• **TASK BRIEF**: In the entries below, the lines from the one with "# test: mark the green" through the one with "# test: mark the asphalt" are to be copied exactly; both ends count.

• **STORED DATA**:
────────

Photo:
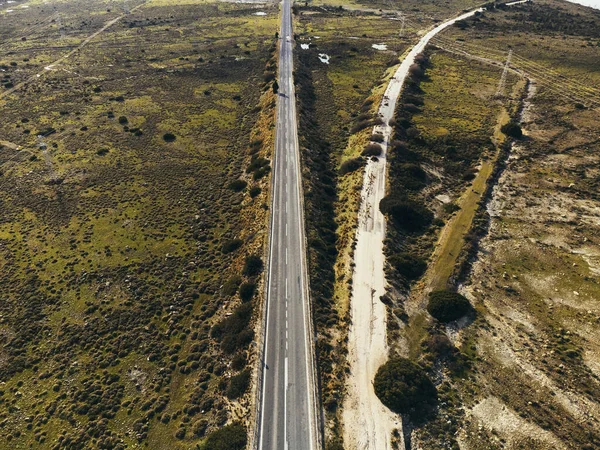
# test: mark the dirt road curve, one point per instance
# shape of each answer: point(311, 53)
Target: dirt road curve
point(367, 423)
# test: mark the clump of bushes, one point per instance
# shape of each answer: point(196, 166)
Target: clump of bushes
point(372, 150)
point(238, 385)
point(247, 291)
point(237, 185)
point(233, 331)
point(254, 191)
point(512, 129)
point(409, 266)
point(252, 266)
point(231, 286)
point(229, 437)
point(405, 388)
point(232, 245)
point(407, 214)
point(447, 306)
point(350, 165)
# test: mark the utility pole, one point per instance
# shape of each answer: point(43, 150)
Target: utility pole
point(500, 90)
point(403, 19)
point(60, 26)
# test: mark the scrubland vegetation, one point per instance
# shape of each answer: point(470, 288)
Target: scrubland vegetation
point(513, 357)
point(332, 99)
point(132, 232)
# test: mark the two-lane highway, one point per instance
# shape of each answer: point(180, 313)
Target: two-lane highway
point(287, 401)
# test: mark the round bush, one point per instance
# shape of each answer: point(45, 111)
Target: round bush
point(252, 266)
point(237, 185)
point(169, 137)
point(247, 291)
point(405, 388)
point(512, 129)
point(372, 150)
point(447, 306)
point(410, 267)
point(407, 214)
point(229, 437)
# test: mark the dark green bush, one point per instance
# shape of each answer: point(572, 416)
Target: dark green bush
point(247, 291)
point(350, 165)
point(512, 129)
point(252, 266)
point(230, 287)
point(238, 385)
point(447, 306)
point(232, 245)
point(372, 150)
point(409, 266)
point(407, 214)
point(237, 185)
point(405, 388)
point(255, 191)
point(229, 437)
point(234, 324)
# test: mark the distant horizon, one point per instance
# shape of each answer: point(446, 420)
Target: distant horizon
point(591, 3)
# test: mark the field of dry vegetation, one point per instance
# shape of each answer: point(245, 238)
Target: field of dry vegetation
point(132, 230)
point(521, 370)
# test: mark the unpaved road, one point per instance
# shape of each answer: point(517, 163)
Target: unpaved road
point(38, 75)
point(367, 423)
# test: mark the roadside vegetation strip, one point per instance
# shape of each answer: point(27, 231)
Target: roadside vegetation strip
point(362, 409)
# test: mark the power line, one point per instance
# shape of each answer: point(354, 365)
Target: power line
point(500, 90)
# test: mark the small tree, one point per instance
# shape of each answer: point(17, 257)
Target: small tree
point(253, 266)
point(512, 129)
point(169, 137)
point(405, 388)
point(229, 437)
point(447, 306)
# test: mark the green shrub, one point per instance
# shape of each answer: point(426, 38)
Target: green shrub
point(512, 129)
point(229, 437)
point(234, 324)
point(230, 287)
point(252, 266)
point(238, 385)
point(447, 306)
point(350, 165)
point(372, 150)
point(238, 362)
point(405, 388)
point(232, 245)
point(255, 191)
point(247, 291)
point(409, 266)
point(237, 185)
point(407, 214)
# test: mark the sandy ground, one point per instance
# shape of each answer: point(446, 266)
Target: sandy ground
point(367, 423)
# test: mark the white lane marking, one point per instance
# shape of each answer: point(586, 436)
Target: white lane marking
point(285, 381)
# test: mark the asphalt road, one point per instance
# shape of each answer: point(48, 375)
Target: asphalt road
point(287, 412)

────────

• **TASK RESULT**:
# test: mark the green shrub, one point per instance
# shape of each answer: point(426, 38)
Target: green shrub
point(512, 129)
point(229, 437)
point(234, 324)
point(230, 287)
point(252, 266)
point(238, 385)
point(447, 306)
point(350, 165)
point(372, 150)
point(238, 362)
point(405, 388)
point(232, 245)
point(255, 191)
point(247, 291)
point(409, 266)
point(237, 185)
point(407, 214)
# test: mark the sandy ground, one point per instance
# shape of each answer: point(446, 266)
Target: sandy ground
point(367, 423)
# test: mark the white lane marking, one point per instance
# shape of each answer: point(586, 436)
Target: white lane marking
point(285, 381)
# test: mark the asphalt road, one point per instance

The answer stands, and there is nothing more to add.